=== DATA FOR ANALYSIS ===

*-*-*

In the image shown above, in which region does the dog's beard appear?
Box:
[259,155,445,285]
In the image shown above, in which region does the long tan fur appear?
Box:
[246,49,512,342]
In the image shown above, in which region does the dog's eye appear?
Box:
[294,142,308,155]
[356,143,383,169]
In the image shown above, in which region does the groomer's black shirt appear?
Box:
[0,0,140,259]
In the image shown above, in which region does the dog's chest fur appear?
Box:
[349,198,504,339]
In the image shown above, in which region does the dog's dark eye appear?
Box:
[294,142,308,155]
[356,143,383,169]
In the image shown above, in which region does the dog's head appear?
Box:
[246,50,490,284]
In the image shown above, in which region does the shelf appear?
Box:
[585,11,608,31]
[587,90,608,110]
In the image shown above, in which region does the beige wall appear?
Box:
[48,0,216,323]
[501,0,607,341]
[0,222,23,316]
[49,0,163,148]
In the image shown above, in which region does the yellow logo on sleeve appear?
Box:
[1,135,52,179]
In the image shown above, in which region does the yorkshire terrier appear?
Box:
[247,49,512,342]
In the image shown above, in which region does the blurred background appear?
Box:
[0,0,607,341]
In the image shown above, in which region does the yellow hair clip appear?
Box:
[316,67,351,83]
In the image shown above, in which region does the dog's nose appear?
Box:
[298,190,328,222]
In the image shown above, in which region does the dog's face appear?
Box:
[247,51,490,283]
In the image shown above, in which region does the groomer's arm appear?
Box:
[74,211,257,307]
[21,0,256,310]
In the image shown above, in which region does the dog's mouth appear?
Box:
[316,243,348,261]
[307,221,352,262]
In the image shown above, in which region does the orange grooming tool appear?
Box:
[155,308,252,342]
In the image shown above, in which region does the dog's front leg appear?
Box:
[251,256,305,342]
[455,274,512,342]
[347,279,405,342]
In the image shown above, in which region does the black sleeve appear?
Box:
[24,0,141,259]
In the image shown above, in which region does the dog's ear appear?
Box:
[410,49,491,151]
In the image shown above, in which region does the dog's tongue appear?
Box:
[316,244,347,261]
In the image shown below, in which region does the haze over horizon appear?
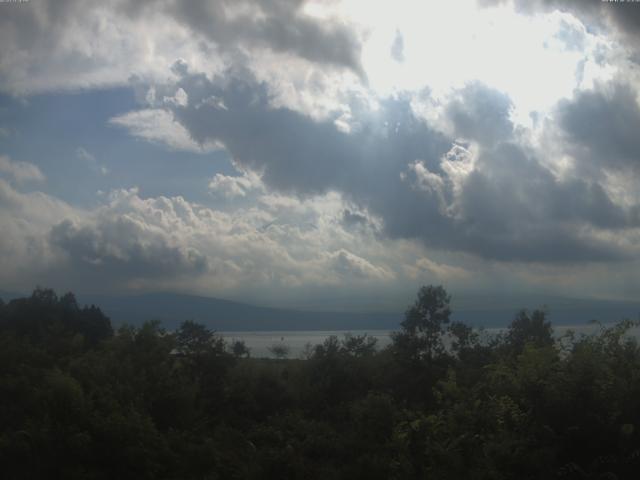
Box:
[2,0,640,313]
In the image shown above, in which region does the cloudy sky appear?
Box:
[1,0,640,310]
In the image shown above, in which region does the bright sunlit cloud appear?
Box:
[338,0,615,127]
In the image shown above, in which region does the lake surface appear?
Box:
[221,330,394,358]
[221,323,640,358]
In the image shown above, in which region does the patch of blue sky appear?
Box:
[0,88,235,208]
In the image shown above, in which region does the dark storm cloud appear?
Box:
[453,142,635,262]
[0,0,81,49]
[0,0,363,94]
[164,0,364,75]
[167,67,454,246]
[445,82,514,146]
[557,82,640,171]
[162,67,639,263]
[0,0,91,88]
[170,66,449,196]
[50,218,208,281]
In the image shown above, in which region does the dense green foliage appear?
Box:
[2,287,640,479]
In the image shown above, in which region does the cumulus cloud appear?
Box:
[452,142,640,262]
[0,0,182,93]
[0,175,472,304]
[161,0,364,74]
[50,217,208,279]
[0,178,76,289]
[0,0,363,95]
[556,81,640,173]
[208,168,263,199]
[0,155,45,184]
[479,0,640,48]
[444,82,514,146]
[2,163,640,305]
[134,66,640,263]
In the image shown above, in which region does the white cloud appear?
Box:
[164,87,189,107]
[0,0,361,96]
[2,173,640,305]
[208,169,263,199]
[0,174,478,305]
[48,187,400,294]
[109,109,220,154]
[0,2,227,95]
[327,249,394,281]
[0,155,45,184]
[404,257,470,282]
[0,178,77,290]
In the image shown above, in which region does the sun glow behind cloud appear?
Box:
[333,0,614,128]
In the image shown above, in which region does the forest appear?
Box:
[1,286,640,479]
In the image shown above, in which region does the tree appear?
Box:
[231,339,250,358]
[313,335,341,359]
[175,320,225,357]
[59,292,79,311]
[0,288,112,347]
[448,321,476,355]
[268,343,291,359]
[393,285,451,361]
[505,308,553,354]
[30,286,58,306]
[341,333,378,357]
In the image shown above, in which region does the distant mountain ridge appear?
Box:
[1,290,639,331]
[77,292,402,331]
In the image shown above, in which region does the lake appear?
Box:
[221,330,394,358]
[221,323,640,358]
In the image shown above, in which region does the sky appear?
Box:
[1,0,640,311]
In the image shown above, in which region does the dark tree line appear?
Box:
[1,286,640,479]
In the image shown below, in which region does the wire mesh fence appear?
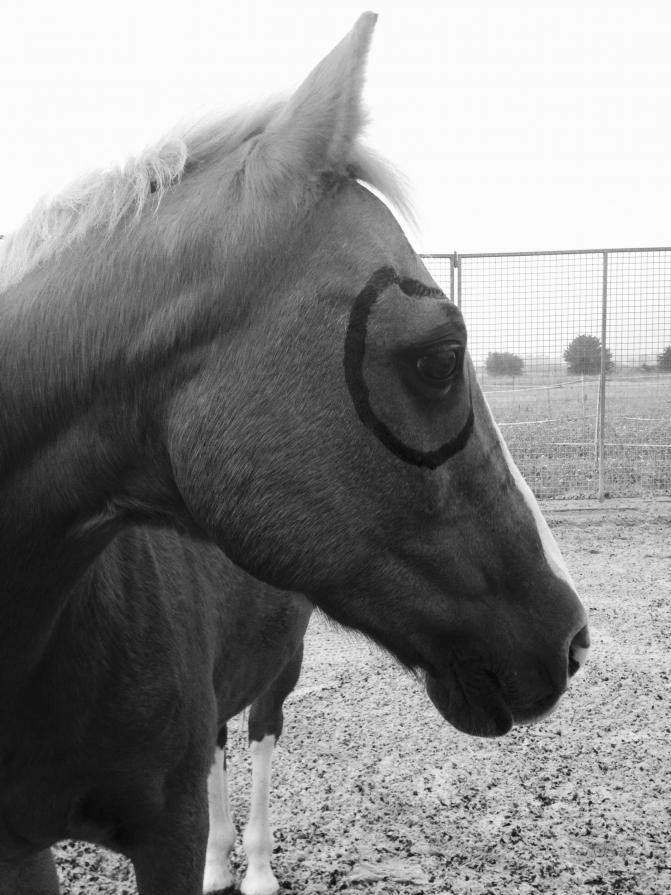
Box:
[421,249,671,499]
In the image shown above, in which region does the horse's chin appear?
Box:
[425,673,514,738]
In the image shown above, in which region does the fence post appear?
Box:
[597,251,608,501]
[451,251,460,307]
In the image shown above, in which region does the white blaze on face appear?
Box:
[484,397,577,591]
[203,747,236,893]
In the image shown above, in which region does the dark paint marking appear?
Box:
[344,266,474,469]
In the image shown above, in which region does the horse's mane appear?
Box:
[0,101,412,293]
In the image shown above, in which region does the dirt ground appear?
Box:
[54,500,671,894]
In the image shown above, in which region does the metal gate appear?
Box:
[421,249,671,500]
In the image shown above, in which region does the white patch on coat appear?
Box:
[484,397,577,591]
[203,747,236,893]
[240,734,279,895]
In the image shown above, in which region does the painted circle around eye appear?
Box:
[343,267,474,469]
[416,348,458,384]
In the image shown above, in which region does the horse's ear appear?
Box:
[256,12,377,181]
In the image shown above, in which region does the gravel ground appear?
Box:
[54,499,671,894]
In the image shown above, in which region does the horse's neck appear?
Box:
[0,258,199,654]
[0,178,285,647]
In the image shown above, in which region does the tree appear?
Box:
[657,346,671,371]
[485,352,524,377]
[563,334,613,374]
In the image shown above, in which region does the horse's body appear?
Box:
[0,526,310,895]
[0,12,590,895]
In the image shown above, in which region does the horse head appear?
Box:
[164,13,589,737]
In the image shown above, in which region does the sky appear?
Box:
[2,0,671,254]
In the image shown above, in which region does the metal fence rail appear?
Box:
[421,249,671,500]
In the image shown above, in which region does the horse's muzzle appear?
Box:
[425,623,590,738]
[568,625,590,677]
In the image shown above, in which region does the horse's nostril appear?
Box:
[568,625,590,677]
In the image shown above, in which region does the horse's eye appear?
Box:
[416,348,458,385]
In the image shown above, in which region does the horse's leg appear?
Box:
[240,643,304,895]
[131,768,209,895]
[203,725,237,894]
[0,850,60,895]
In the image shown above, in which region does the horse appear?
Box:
[0,11,590,895]
[0,526,311,895]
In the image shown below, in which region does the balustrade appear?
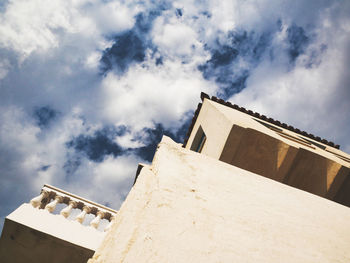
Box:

*-*-*

=== TASK PROMPT ===
Without the pictures, print all of the records exactly.

=== EXPECTED OUTPUT ===
In the image shown above, in which region does the dog's beard appear?
Box:
[259,155,445,285]
In the image shown above, in which region does the long tan fur appear?
Box:
[246,49,512,342]
In the image shown above, in which region does the dog's eye appear?
Box:
[294,142,308,155]
[356,143,383,169]
In the image shown above, in which region does the groomer's black shirt appear?
Box:
[0,0,140,259]
In the image shown above, in which region does the dog's chest fur appear?
Box:
[349,198,504,339]
In the image shown above, in which region does the dog's dark eye appear?
Box:
[294,142,308,155]
[356,143,383,169]
In the image shown above, in which region does the dog's head appear?
Box:
[246,50,490,284]
In the image shown above, in which region does the shelf appear?
Box:
[585,11,608,31]
[587,90,608,110]
In the image shown above, in which region does the beige wall appear?
Box:
[48,0,216,323]
[501,0,607,341]
[0,222,23,316]
[49,0,163,148]
In the image shown above, in which region does the yellow logo on sleeve appear?
Box:
[1,135,52,179]
In the image shown above, in which region does the yorkshire terrier appear?
Box:
[247,49,512,342]
In the image shown above, in which region does the blurred background appear?
Box:
[0,0,607,341]
In the image shown above, in which region does the yellow hair clip appear?
Box:
[316,67,351,83]
In the image shown above, in which region does the dog's nose appear?
Box:
[298,190,328,222]
In the image shown above, in which region does the dog's face appear?
Box:
[247,51,490,283]
In the image shown above, in which region does the groomer's arm appear?
Box:
[74,211,257,307]
[21,0,256,310]
In the image shown above, in which region does the dog's mouth appear?
Box:
[316,243,348,261]
[307,221,352,262]
In the image shown above, in which region does the orange grooming tool appear?
Box:
[155,308,252,342]
In the image shown above, in which region does the dog's front leg appear?
Box:
[251,256,305,342]
[455,274,512,342]
[347,279,405,342]
In the image shown above, in which region does the black sleeve appear?
Box:
[24,0,141,259]
In the image shown above, in which region does the dog's ear appear?
Box:
[410,49,491,151]
In the image shown above, in which region does the dog's tongue appear?
Box:
[316,244,347,261]
In the image shown below, in which region does the haze over horizon appear?
Box:
[2,0,640,313]
In the image shown above, in which region does the cloudy sky appear?
Box:
[1,0,640,310]
In the image shown above, in which region does the bright sunlit cloud appear?
Box:
[338,0,615,127]
In the image shown above, in which region does the lake surface appear?
Box:
[221,330,394,358]
[221,323,640,358]
In the image shown above, in which region does the patch of blue sky appear?
Box:
[0,88,235,208]
In the image shown above, in which region does the dark storm cloud appear?
Box:
[453,142,635,262]
[0,0,81,49]
[0,0,363,94]
[164,0,364,75]
[167,67,454,246]
[445,82,514,146]
[557,82,640,171]
[162,67,639,263]
[0,0,91,88]
[170,66,449,196]
[50,218,208,281]
In the image shown above, in which region does the dense green foliage appear?
Box:
[2,287,640,479]
In the image shown above, in which region does the cumulus cloud appear?
Box:
[452,142,640,262]
[0,0,182,93]
[0,175,472,304]
[161,0,364,74]
[50,217,208,279]
[0,178,76,289]
[0,0,363,95]
[556,81,640,173]
[208,168,263,199]
[0,155,45,184]
[479,0,640,48]
[444,82,514,146]
[2,163,640,305]
[134,66,640,263]
In the image shown above, in which region does the white cloud appear?
Box:
[164,87,189,107]
[0,0,361,96]
[2,173,640,305]
[208,169,263,199]
[0,174,478,305]
[48,187,400,294]
[109,109,220,154]
[0,2,227,95]
[327,249,394,281]
[0,155,45,184]
[404,257,470,282]
[0,178,77,290]
In the image shown above, in which region does the sun glow behind cloud appear?
Box:
[333,0,614,128]
In the image shown above, in which region does the forest appear?
Box:
[1,286,640,479]
In the image shown above, in which region does the tree appear?
Box:
[231,339,250,358]
[313,335,341,359]
[175,320,225,357]
[59,292,79,311]
[0,288,112,347]
[448,321,476,355]
[268,343,291,359]
[393,285,451,361]
[505,308,553,354]
[30,286,58,306]
[341,333,378,357]
In the image shown above, in which region does the distant mountain ridge appear?
Box:
[1,290,639,331]
[77,292,402,331]
In the image shown above, in which region does the lake appear?
Box:
[221,330,394,358]
[221,323,640,358]
In the image shown above, in which region does the sky appear?
Box:
[1,0,640,311]
In the image shown above, in which region does the dark tree line appear?
Box:
[1,286,640,479]
In the image shown below, in which region does the wire mesh fence appear?
Box:
[421,249,671,499]
In the image shown above, in which region does the horse's chin appear?
Box:
[425,673,514,738]
In the image shown above, in which region does the fence post appear?
Box:
[597,251,608,501]
[451,251,460,307]
In the image shown above, in which region does the white blaze on face appear?
Box:
[484,397,577,591]
[203,747,236,893]
In the image shown above, in which region does the dark paint marking appear?
Box:
[344,266,474,469]
In the image shown above, in which region does the horse's mane appear?
Box:
[0,101,412,293]
In the image shown above, in which region does the dirt ground appear?
Box:
[54,500,671,894]
In the image shown above, in which region does the metal gate appear?
Box:
[421,249,671,500]
In the image shown above, in which region does the white patch on coat appear?
Box:
[484,397,577,591]
[203,747,236,893]
[240,734,279,895]
In the image shown above, in which region does the painted circle around eye appear?
Box:
[343,267,474,469]
[416,348,458,384]
In the image shown above, in which region does the horse's ear appear?
Box:
[256,12,377,181]
In the image shown above, in which region does the gravel ground appear?
Box:
[54,499,671,894]
In the image shown above, in which region does the horse's neck appear?
Box:
[0,258,199,654]
[0,178,285,647]
In the image shown above, in which region does the tree appear?
Box:
[657,346,671,371]
[485,352,524,377]
[563,334,613,374]
In the image shown above, in which region does the horse's body appear?
Box:
[0,526,310,895]
[0,12,590,895]
In the image shown above, in which region does the horse head appear?
Box:
[164,13,589,737]
In the image shown above, in which region does the sky appear?
Box:
[2,0,671,254]
In the image shown above, in which region does the metal fence rail appear?
Box:
[421,249,671,500]
In the image shown above, in which region does the horse's muzzle appear?
Box:
[425,623,590,738]
[568,625,590,677]
In the image shown above, in which region does the horse's nostril appear?
Box:
[568,625,590,677]
In the image shown above, in which region does the horse's eye appear?
Box:
[416,348,458,385]
In the image shown above, in which region does the horse's leg appear?
Box:
[240,643,304,895]
[131,768,209,895]
[203,725,237,894]
[0,850,60,895]
In the image shown above, in which region does the horse appear?
Box:
[0,11,590,895]
[0,526,311,895]
In the image shown below, in which region does the balustrade appear?
Box:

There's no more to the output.